Exercise goal: Turn the items, from their first line through the line containing "[(259, 81), (262, 167)]", into a Markdown table with the columns Line and Text, giving each line its number and its text. Leave out blank lines.

Rows from a dataset:
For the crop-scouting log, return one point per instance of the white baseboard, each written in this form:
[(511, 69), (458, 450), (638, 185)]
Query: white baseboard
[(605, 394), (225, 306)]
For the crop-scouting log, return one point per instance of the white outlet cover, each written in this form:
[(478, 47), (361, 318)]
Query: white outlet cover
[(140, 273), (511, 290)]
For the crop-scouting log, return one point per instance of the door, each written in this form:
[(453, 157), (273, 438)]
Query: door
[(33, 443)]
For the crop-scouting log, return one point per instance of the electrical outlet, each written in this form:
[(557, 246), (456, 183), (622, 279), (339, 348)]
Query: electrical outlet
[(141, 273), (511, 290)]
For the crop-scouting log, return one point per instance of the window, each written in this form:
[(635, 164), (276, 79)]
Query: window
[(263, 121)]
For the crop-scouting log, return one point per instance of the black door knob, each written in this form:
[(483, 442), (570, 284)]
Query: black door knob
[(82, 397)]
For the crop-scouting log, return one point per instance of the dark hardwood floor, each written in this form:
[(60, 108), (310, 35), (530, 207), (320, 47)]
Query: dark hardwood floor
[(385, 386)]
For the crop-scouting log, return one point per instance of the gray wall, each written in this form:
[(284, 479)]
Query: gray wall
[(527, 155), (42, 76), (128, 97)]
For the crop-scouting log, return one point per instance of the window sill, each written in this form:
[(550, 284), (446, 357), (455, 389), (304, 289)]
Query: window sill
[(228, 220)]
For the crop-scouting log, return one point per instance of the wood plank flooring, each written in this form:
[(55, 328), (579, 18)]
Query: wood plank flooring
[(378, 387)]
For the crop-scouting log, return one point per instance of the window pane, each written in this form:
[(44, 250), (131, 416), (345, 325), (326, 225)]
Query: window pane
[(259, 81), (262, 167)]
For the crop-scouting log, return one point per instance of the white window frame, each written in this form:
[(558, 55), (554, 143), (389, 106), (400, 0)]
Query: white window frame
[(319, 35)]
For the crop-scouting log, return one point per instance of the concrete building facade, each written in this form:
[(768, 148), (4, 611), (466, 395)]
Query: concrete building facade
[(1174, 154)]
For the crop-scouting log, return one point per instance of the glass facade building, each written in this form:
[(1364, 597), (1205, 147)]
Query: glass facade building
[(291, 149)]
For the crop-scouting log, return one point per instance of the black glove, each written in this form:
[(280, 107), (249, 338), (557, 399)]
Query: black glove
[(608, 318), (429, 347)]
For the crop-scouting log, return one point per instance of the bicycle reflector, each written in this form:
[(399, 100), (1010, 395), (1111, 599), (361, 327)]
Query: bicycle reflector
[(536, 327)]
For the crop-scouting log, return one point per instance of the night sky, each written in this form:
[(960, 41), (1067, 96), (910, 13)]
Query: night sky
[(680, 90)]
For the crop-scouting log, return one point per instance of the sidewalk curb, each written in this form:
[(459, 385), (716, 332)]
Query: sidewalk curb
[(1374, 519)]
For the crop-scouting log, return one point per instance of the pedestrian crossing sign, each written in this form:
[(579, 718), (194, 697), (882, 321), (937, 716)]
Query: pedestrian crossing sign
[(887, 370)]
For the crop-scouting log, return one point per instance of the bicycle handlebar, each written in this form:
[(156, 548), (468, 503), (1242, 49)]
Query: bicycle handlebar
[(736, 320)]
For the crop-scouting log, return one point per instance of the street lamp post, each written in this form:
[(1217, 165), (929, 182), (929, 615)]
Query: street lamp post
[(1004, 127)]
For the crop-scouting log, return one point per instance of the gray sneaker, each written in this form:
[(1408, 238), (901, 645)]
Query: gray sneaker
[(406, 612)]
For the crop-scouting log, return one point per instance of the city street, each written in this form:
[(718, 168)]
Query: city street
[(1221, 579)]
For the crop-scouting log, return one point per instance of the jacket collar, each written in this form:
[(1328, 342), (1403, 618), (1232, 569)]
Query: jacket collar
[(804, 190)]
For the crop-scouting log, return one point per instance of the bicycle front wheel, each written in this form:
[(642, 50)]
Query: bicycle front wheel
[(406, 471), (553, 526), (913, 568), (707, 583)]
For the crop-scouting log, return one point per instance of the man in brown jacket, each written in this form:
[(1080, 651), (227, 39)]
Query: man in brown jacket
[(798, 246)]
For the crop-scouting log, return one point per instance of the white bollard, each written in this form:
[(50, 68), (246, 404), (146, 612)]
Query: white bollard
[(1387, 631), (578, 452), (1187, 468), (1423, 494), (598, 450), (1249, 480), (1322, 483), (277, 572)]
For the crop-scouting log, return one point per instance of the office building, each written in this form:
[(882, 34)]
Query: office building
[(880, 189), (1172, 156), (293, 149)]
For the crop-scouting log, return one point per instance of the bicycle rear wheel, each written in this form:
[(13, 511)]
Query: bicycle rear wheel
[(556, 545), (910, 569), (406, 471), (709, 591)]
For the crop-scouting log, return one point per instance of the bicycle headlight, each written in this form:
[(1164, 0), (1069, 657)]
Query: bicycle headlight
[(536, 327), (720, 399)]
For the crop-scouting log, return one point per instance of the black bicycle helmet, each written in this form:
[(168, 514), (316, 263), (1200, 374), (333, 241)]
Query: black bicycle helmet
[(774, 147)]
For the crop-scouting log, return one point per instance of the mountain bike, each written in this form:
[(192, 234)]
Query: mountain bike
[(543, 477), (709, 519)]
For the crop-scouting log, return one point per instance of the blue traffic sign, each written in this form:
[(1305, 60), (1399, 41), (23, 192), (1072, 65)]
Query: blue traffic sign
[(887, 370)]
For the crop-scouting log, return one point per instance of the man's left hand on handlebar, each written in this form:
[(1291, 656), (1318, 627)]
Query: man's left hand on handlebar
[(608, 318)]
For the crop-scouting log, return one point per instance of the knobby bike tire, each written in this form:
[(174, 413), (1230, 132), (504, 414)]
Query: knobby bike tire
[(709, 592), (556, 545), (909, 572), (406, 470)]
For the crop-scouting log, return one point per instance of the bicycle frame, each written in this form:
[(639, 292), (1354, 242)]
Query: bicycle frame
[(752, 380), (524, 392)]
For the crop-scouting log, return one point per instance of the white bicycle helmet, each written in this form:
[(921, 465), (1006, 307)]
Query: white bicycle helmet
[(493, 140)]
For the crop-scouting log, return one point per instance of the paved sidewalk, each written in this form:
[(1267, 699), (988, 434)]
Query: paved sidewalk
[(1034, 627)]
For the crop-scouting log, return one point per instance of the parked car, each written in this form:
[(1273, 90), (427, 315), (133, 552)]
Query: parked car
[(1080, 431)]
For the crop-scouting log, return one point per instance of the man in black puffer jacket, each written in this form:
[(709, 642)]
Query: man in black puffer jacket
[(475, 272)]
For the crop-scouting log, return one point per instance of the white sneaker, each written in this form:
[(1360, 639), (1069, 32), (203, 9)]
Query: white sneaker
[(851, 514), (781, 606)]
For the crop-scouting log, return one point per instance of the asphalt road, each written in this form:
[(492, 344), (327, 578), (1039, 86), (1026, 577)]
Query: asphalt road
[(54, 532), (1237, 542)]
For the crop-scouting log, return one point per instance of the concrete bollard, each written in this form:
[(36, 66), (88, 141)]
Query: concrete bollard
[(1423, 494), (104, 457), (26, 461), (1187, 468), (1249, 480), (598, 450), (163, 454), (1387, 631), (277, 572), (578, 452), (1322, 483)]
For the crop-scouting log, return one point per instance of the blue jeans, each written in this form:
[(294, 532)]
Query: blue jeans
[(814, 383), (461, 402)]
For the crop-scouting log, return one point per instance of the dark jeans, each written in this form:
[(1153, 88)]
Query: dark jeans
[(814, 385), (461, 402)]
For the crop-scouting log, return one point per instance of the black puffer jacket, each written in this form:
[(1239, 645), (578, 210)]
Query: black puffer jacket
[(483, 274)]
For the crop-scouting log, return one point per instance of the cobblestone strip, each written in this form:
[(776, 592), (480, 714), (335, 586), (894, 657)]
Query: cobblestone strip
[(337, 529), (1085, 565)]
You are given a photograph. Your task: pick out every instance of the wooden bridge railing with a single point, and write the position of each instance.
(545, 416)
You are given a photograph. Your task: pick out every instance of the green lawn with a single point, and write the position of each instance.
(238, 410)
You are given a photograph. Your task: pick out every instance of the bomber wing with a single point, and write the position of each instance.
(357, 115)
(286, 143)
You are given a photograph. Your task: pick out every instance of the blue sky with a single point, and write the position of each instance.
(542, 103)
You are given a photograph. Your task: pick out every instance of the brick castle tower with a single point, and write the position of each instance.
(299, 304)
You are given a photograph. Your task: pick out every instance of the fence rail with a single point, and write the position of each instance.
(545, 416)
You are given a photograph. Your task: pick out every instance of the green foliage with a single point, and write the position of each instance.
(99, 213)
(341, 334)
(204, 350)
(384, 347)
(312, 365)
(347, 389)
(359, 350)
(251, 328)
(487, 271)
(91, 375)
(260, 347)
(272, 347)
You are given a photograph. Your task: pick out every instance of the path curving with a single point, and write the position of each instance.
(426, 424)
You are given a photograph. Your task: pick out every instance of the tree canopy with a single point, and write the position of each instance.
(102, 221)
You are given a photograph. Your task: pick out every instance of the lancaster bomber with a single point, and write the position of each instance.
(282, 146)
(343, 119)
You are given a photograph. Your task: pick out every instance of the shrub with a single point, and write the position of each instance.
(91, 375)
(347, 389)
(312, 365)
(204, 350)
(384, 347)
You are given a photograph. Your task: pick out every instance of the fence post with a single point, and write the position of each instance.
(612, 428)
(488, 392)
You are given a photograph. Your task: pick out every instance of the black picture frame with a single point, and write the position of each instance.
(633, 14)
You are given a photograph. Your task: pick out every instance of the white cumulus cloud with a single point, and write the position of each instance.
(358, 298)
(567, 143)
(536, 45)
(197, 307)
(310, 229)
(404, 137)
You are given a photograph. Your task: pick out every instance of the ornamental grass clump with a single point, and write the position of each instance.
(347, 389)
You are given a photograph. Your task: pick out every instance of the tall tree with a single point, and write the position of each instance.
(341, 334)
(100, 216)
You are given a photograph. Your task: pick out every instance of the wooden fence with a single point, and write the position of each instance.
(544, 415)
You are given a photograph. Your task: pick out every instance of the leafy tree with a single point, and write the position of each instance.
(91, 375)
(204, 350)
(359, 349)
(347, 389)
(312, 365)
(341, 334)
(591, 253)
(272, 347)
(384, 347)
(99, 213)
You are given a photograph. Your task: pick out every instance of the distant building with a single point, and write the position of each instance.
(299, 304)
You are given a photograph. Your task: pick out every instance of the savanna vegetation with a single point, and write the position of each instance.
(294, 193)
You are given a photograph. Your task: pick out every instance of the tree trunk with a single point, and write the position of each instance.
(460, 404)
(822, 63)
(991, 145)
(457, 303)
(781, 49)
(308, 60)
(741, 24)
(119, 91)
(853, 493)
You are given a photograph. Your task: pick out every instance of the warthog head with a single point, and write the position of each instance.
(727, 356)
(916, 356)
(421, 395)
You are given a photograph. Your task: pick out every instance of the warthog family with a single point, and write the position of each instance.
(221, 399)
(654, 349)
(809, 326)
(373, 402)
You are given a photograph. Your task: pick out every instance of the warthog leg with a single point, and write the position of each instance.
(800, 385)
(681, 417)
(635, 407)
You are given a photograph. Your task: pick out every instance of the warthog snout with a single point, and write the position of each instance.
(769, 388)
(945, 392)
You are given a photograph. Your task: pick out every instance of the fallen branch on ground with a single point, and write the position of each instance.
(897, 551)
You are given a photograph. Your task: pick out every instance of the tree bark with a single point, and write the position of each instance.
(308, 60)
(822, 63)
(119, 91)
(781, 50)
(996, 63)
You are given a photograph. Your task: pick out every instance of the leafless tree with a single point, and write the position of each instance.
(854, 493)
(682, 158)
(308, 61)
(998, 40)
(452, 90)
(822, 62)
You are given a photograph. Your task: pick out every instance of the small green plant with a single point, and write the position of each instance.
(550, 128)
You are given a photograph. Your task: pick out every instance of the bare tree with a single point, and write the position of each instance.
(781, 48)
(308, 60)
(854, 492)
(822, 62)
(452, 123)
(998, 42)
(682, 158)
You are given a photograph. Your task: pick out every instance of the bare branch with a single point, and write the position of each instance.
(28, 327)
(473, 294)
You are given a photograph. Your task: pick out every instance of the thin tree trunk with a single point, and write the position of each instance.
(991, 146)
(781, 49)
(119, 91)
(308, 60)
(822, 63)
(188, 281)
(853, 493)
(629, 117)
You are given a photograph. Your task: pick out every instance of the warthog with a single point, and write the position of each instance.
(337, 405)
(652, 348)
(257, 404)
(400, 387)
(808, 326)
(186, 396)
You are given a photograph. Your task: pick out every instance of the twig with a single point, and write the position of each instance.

Output for this task:
| Line | Text |
|---|---|
| 1 | For the crop-scouting log, return one point per instance of the white baseboard, each written in this form: |
| 2 | [(511, 69), (458, 450), (638, 185)] |
| 3 | Query: white baseboard |
| 4 | [(605, 394), (225, 306)] |
| 5 | For the crop-scouting log, return one point per instance of the white outlet cover, each written in this form: |
| 6 | [(478, 47), (361, 318)] |
| 7 | Query: white outlet cover |
| 8 | [(140, 273), (511, 290)] |
| 9 | For the crop-scouting log, return one point per instance of the door, each written in this form: |
| 10 | [(453, 157), (273, 438)] |
| 11 | Query: door |
| 12 | [(33, 443)] |
| 13 | For the crop-scouting log, return one point per instance of the electrical outlet, each written in this form: |
| 14 | [(557, 246), (456, 183), (622, 279), (339, 348)] |
| 15 | Query: electrical outlet |
| 16 | [(141, 273), (511, 290)] |
| 17 | For the crop-scouting log, return one point per instance of the window, each written in this form: |
| 18 | [(635, 164), (276, 79)] |
| 19 | Query: window |
| 20 | [(263, 121)] |
| 21 | For the crop-scouting log, return one point per instance of the black door knob, each written in this form: |
| 22 | [(483, 442), (570, 284)] |
| 23 | Query: black door knob |
| 24 | [(82, 397)] |
| 25 | For the crop-scouting log, return one point per instance of the dark hardwood floor, each written in this form: |
| 26 | [(60, 108), (310, 35), (530, 207), (320, 47)] |
| 27 | Query: dark hardwood floor |
| 28 | [(385, 386)] |
| 29 | For the crop-scouting log, return one point per instance of the gray wall, each written in this form: |
| 30 | [(284, 479)] |
| 31 | Query: gray wall |
| 32 | [(527, 155), (42, 76), (128, 97)] |
| 33 | For the crop-scouting log, return one point per instance of the window sill, each written in this form: |
| 34 | [(550, 284), (446, 357), (455, 389), (304, 289)] |
| 35 | Query: window sill |
| 36 | [(228, 220)] |
| 37 | For the crop-scouting log, return one point per instance of the wood plank flooring, each written in this form: |
| 38 | [(55, 328), (579, 18)] |
| 39 | Query: wood plank flooring |
| 40 | [(378, 387)] |
| 41 | For the crop-scouting log, return one point per instance of the window pane, each written in this form: |
| 42 | [(44, 250), (131, 416), (345, 325), (326, 225)] |
| 43 | Query: window pane |
| 44 | [(259, 81), (262, 167)] |